• _Problem description_
Return every record below exactly as written.

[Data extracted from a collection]
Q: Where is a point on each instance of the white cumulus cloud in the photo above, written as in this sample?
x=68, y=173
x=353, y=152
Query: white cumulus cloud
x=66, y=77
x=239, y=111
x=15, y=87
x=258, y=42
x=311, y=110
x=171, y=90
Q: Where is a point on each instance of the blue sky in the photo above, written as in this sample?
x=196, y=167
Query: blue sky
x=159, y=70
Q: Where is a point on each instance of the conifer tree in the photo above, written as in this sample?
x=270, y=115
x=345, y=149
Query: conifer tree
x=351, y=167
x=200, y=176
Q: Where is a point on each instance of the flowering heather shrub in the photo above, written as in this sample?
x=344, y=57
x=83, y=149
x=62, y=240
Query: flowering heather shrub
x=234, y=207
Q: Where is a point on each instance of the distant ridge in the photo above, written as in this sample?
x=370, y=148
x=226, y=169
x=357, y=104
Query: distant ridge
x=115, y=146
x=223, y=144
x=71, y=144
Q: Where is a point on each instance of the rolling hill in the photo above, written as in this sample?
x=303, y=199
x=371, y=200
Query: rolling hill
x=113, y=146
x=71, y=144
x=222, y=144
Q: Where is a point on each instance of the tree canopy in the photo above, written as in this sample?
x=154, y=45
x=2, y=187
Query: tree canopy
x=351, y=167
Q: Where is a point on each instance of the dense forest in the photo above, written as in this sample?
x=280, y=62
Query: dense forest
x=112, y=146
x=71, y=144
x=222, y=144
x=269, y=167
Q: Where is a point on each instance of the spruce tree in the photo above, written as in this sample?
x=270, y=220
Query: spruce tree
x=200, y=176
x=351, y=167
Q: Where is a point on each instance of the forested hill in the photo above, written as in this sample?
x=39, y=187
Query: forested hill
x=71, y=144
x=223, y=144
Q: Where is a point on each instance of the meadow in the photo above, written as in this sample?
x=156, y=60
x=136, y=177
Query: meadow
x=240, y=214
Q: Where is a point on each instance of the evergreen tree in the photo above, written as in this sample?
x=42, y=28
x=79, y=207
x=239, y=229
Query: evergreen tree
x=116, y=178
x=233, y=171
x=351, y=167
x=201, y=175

• _Solved exercise_
Q: Where is a point on each instance of the white cumulus cloud in the photo above, written as in this sample?
x=68, y=173
x=353, y=152
Query: white cumulus cloud
x=66, y=77
x=239, y=111
x=15, y=87
x=258, y=42
x=311, y=110
x=171, y=90
Q: Where is a point on each instance of the blue sky in the photo above, written as in this sample?
x=196, y=167
Query: blue sky
x=159, y=70
Q: Where is a point on each instance of the conifer tree in the photo above, written as in this sample?
x=270, y=115
x=345, y=149
Query: conifer tree
x=351, y=167
x=200, y=176
Q: Where is a point on each instance of the flowering heather shrub in the photo above, written as in this sample?
x=344, y=57
x=83, y=149
x=62, y=240
Query: flowering heather shrub
x=234, y=207
Q: Where is a point on each instance of the distant ridge in the photo above, written as in this sample?
x=370, y=148
x=226, y=169
x=357, y=104
Query: distant ridge
x=115, y=146
x=223, y=144
x=71, y=144
Q: Where is a point on each instance of the rolling hill in the photo above, written as in this sample?
x=303, y=199
x=371, y=200
Query: rolling hill
x=113, y=146
x=71, y=144
x=222, y=144
Q: Where is a point on each instance of the tree canopy in the photo above, written as in this sample?
x=154, y=45
x=2, y=187
Query: tree canopy
x=351, y=167
Q: Where is a point on each instance of the dense forest in the photo above, written as in this sample?
x=280, y=62
Query: dense forest
x=112, y=146
x=71, y=144
x=222, y=144
x=269, y=167
Q: Where is a point on each instance of the spruce tree in the photo above, written as in this sample?
x=270, y=220
Query: spruce tree
x=200, y=176
x=351, y=167
Q: Where is a point on each instance of the forested hill in the photo above, written as in this sample?
x=39, y=187
Query: forested hill
x=71, y=144
x=223, y=144
Q: Where is a point on each instance of the meadow in the photo above, written as in this sample?
x=156, y=60
x=136, y=177
Query: meadow
x=240, y=214
Q: Where is a point on each instance of the evergreen tree in the photo above, written as in this sample?
x=42, y=28
x=79, y=207
x=239, y=229
Query: evergreen tree
x=116, y=178
x=233, y=171
x=351, y=167
x=201, y=175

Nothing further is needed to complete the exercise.